» Passage given
--- begin ---
Ocean model output is the simplest to deal with. 

In [12]:
tas = CMIP6OutputCube()
tas.load_data_from_path(tas_file)

gpp = CMIP6OutputCube()
gpp.load_data_from_path(gpp_file)

csoilfast = CMIP6OutputCube()
csoilfast.load_data_from_path(csoilfast_file)

hfdsfast = CMIP6OutputCube()
hfdsfast.load_data_from_path(hfds_file)

Missing CF-netCDF measure variable 'areacello', referenced by netCDF variable 'hfds'


In [None]:
tas.cube

In [None]:
gpp.cube

In [None]:
csoilfast.cube

In [None]:
sftlf = tas.get_metadata_cube("sftlf")
sftlf.cube

In [None]:
areacella = tas.get_metadata_cube("areacella")
areacella.cube

In [None]:
tas_land = tas.get_scm_cubes(masks=["World|Land"])["World|Land"]

In [None]:
plt.figure(figsize=(16, 9))
qplt.contourf(tas_land.cube[0, :, :]);

In [None]:
tas_land_unweighted_mean = tas_land.cube.collapsed(
    ["latitude", "longitude"],
    iris.analysis.MEAN
)

area_weights = broadcast_onto_lat_lon_grid(tas_land, areacella.cube.data)
tas_land_area_weighted_mean= tas_land.cube.collapsed(
    ["latitude", "longitude"],
    iris.analysis.MEAN,
    weights=area_weights
)

try:
    tas_land.cube.coord("latitude").guess_bounds()
    tas_land.cube.coord("longitude").guess_bounds()
except ValueError:
    pass

tas_land_default_area_weighted_mean = tas_land.cube.collapsed(
    ["latitude", "longitude"],
    iris.analysis.MEAN,
    weights=iris.analysis.cartography.area_weights(tas_land.cube)
)

area_sftlf_weights = broadcast_onto_lat_lon_grid(tas_land, areacella.cube.data * sftlf.cube.data)
tas_land_area_sftlf_weighted_mean = tas_land.cube.collapsed(
    ["latitude", "longitude"],
    iris.analysis.MEAN,
    weights=area_sftlf_weights
)

In [None]:
plt.figure(figsize=(16, 9))
--- end ---
» Entries shown
--- begin ---
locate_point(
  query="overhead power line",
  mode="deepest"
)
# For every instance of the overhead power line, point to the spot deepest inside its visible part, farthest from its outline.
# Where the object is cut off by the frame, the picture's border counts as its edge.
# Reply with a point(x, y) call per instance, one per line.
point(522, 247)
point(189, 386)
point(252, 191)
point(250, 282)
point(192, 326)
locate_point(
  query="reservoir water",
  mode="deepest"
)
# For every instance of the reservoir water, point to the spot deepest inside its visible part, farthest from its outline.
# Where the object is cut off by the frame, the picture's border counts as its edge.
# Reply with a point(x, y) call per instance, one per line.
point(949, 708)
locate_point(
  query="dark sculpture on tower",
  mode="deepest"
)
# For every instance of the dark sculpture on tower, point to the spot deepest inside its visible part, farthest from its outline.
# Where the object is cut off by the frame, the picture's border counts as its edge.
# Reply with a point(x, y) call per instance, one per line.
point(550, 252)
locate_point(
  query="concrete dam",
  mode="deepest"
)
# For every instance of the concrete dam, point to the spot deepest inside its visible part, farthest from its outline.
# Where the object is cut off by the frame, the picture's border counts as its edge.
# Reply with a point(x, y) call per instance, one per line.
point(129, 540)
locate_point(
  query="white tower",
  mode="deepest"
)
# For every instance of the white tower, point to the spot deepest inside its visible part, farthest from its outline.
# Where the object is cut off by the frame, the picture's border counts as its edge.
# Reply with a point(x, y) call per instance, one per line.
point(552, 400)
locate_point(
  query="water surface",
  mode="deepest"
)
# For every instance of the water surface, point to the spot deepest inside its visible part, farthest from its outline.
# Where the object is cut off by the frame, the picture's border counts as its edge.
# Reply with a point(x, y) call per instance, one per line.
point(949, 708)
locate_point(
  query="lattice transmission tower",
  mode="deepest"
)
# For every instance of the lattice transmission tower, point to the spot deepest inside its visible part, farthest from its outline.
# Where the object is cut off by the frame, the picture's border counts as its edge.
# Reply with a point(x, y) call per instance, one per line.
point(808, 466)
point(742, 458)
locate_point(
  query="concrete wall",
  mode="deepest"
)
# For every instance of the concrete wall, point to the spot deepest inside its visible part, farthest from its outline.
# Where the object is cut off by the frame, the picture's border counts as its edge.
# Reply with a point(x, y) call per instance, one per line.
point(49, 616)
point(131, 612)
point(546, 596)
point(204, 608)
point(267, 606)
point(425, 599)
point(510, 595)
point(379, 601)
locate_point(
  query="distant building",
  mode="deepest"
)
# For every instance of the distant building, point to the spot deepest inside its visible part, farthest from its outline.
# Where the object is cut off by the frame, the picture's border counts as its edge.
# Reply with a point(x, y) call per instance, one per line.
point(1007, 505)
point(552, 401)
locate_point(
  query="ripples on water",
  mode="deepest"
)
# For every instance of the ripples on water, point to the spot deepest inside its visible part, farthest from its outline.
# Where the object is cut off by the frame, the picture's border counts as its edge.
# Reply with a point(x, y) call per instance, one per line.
--- end ---
» What is asked
1. In the notebook excerpt, condense the code cell beginning "tas_land_unweighted_mean = tas_land.cube.collapsed(" into a short list of the steps it performs.
2. From the listing, extract every line that contains the string "transmission". Matching is case-sensitive.

» Solutions for each task
1.
- tas_land_unweighted_mean: the mean of tas_land.cube over latitude and longitude, without weights.
- tas_land_area_weighted_mean: the same mean, weighted by areacella data broadcast onto the latitude-longitude grid of tas_land.
- Bounds are guessed for the latitude and longitude coordinates, and any ValueError is ignored.
- tas_land_default_area_weighted_mean: the same mean, weighted by iris.analysis.cartography.area_weights(tas_land.cube).
- tas_land_area_sftlf_weighted_mean: the same mean, weighted by areacella data multiplied by sftlf data and broadcast onto the grid.

2.
  query="lattice transmission tower",
# For every instance of the lattice transmission tower, point to the spot deepest inside its visible part, farthest from its outline.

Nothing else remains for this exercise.